(Records from a point labeling set)
----

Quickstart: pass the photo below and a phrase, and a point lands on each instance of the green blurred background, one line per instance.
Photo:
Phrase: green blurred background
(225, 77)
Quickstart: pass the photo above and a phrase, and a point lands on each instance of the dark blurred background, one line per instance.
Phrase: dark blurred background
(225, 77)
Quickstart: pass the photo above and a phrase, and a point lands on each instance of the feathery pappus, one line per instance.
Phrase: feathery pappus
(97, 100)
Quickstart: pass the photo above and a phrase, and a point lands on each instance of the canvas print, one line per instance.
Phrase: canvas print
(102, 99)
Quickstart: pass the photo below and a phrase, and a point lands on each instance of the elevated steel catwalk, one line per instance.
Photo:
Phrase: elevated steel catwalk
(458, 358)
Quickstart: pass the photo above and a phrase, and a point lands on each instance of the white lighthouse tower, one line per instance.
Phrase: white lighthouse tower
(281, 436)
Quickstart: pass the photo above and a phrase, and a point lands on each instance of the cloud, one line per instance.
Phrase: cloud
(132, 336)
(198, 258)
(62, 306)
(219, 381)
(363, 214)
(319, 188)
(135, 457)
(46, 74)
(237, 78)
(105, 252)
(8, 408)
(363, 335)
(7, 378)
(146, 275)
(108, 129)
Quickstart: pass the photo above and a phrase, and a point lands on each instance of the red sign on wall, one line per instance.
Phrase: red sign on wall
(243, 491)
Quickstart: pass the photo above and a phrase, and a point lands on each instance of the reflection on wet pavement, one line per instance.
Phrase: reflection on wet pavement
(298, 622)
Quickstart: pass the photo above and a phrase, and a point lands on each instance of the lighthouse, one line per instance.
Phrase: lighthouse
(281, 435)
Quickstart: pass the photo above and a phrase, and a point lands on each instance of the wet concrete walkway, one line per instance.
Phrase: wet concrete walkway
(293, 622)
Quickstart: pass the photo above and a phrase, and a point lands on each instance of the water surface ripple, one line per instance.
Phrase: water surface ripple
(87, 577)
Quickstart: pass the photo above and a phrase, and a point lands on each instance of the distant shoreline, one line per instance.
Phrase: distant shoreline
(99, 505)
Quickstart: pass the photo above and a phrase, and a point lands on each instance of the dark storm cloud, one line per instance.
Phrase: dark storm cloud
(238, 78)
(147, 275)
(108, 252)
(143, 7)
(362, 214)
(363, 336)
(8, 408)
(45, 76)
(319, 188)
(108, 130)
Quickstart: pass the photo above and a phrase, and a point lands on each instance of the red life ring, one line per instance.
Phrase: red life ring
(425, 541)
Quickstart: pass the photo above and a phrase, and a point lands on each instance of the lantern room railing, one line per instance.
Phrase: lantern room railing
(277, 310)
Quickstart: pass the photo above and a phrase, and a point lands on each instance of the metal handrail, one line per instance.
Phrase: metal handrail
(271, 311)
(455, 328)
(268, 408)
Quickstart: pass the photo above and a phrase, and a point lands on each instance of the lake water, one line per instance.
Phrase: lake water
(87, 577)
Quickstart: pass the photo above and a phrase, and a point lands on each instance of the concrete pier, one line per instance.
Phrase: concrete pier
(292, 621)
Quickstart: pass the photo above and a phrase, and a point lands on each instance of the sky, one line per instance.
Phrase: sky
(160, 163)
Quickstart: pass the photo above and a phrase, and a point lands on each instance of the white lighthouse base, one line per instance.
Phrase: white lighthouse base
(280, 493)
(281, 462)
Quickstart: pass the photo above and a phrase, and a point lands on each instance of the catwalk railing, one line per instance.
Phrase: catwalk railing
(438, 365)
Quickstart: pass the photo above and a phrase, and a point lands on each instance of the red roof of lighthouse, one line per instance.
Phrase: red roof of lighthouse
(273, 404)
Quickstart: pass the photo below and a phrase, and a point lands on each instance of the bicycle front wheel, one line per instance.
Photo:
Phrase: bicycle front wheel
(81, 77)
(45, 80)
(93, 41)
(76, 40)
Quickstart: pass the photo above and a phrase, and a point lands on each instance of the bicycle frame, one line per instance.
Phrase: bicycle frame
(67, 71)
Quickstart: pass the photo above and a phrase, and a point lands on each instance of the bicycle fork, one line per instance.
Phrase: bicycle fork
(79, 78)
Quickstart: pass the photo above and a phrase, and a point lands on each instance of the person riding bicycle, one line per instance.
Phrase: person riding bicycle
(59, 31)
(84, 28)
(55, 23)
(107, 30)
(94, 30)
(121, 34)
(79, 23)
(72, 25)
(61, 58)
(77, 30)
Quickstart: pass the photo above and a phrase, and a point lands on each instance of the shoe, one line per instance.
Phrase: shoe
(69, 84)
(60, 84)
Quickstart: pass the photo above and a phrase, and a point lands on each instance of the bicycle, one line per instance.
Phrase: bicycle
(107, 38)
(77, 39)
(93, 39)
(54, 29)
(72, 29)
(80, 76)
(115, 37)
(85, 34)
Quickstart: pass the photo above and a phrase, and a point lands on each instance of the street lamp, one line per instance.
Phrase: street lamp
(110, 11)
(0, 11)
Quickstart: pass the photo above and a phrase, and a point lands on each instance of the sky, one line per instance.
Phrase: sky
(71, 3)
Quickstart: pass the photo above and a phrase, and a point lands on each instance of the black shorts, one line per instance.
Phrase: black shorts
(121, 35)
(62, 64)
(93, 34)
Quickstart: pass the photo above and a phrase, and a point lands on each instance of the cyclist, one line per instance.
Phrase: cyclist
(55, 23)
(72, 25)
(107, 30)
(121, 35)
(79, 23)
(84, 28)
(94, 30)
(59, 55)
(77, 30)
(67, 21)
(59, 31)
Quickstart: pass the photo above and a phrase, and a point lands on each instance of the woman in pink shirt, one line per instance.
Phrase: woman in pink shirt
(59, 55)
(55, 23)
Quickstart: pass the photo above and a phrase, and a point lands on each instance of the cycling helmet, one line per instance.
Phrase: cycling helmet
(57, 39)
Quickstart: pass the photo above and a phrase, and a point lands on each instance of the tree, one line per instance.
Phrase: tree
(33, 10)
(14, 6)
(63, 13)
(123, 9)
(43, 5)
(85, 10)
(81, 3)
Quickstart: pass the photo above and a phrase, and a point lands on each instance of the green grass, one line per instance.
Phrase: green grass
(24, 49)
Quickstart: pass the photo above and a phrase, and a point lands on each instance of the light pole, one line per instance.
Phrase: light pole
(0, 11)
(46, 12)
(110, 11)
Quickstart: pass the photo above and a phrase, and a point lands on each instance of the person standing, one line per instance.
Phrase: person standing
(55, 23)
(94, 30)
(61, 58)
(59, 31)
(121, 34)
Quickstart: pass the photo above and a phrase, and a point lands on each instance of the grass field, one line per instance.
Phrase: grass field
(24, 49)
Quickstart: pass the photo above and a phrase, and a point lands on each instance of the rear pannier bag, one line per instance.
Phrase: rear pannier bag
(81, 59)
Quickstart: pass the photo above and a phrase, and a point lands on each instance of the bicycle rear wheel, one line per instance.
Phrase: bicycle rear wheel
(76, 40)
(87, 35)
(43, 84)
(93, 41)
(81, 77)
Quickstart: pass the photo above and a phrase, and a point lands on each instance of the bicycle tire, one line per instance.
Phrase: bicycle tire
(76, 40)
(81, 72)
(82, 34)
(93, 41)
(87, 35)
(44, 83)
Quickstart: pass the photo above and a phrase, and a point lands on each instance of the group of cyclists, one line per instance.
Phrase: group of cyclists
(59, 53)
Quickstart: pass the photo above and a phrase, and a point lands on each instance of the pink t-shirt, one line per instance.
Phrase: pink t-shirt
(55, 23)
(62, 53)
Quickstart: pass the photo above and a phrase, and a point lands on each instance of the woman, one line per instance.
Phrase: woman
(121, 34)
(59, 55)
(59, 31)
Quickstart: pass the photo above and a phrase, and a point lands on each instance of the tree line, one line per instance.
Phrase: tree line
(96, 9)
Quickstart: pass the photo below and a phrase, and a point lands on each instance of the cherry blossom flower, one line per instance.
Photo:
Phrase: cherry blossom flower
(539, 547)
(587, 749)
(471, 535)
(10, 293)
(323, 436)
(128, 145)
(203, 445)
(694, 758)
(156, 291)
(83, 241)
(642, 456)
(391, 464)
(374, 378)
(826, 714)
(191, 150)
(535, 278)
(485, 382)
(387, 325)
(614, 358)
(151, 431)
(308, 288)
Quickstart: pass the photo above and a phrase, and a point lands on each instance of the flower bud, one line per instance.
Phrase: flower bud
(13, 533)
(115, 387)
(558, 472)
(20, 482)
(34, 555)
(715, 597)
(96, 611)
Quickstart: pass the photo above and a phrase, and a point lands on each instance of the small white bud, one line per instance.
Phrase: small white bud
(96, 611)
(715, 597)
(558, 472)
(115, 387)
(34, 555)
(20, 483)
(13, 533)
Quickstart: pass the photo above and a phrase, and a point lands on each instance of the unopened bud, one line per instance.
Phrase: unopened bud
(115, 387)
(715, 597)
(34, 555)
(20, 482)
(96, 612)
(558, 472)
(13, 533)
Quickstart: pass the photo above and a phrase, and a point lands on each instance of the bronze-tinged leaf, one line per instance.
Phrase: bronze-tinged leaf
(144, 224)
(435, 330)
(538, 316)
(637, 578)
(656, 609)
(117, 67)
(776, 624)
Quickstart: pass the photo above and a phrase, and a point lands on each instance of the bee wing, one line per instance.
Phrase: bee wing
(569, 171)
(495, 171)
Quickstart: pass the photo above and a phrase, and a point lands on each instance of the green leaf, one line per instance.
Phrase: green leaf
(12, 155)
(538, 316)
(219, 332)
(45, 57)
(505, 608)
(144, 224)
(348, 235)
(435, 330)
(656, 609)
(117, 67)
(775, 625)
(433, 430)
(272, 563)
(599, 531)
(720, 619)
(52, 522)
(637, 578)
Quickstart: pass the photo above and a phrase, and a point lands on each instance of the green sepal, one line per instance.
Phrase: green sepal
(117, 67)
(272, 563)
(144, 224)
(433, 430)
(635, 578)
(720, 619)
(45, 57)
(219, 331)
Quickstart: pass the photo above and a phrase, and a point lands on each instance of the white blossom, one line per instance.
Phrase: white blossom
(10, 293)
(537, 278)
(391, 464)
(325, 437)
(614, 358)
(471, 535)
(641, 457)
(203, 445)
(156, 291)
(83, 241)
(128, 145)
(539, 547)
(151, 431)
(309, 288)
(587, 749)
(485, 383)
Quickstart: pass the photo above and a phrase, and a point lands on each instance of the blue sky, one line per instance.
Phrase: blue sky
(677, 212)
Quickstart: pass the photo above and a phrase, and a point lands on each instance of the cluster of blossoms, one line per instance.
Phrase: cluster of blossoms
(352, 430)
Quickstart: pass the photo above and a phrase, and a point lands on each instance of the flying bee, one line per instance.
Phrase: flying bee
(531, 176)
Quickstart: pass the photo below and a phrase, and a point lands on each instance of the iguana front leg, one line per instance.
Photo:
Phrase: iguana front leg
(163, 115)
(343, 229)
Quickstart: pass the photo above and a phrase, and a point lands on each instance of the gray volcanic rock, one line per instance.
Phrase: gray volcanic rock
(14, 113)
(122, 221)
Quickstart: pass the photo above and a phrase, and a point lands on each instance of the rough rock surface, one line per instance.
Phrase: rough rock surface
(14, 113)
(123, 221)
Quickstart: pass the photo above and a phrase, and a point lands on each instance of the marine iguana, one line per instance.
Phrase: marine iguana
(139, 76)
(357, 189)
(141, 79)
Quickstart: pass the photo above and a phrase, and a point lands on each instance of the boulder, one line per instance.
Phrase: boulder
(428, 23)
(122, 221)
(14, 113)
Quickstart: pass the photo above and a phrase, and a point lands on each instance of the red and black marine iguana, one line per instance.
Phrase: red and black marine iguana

----

JOB: Starting at the line that contains "the marine iguana, one line per instance.", repeat each line exactly through the last one in the listing. Include both of those lines and nothing more.

EXERCISE RESPONSE:
Quickstart: pass the photo above and a phrase, and a point lands on each instance of the marine iguana, one line per instance.
Phrase: marine iguana
(139, 76)
(357, 189)
(141, 79)
Quickstart: pass the photo above and a phrase, and a point lands on each instance of the boulder, one line per instance.
Phrase: boulder
(428, 23)
(122, 221)
(14, 113)
Quickstart: pass the photo above and a phrase, and a point lands on each instance of the red and black marine iguana, one line per instance.
Phrase: red and black marine iguana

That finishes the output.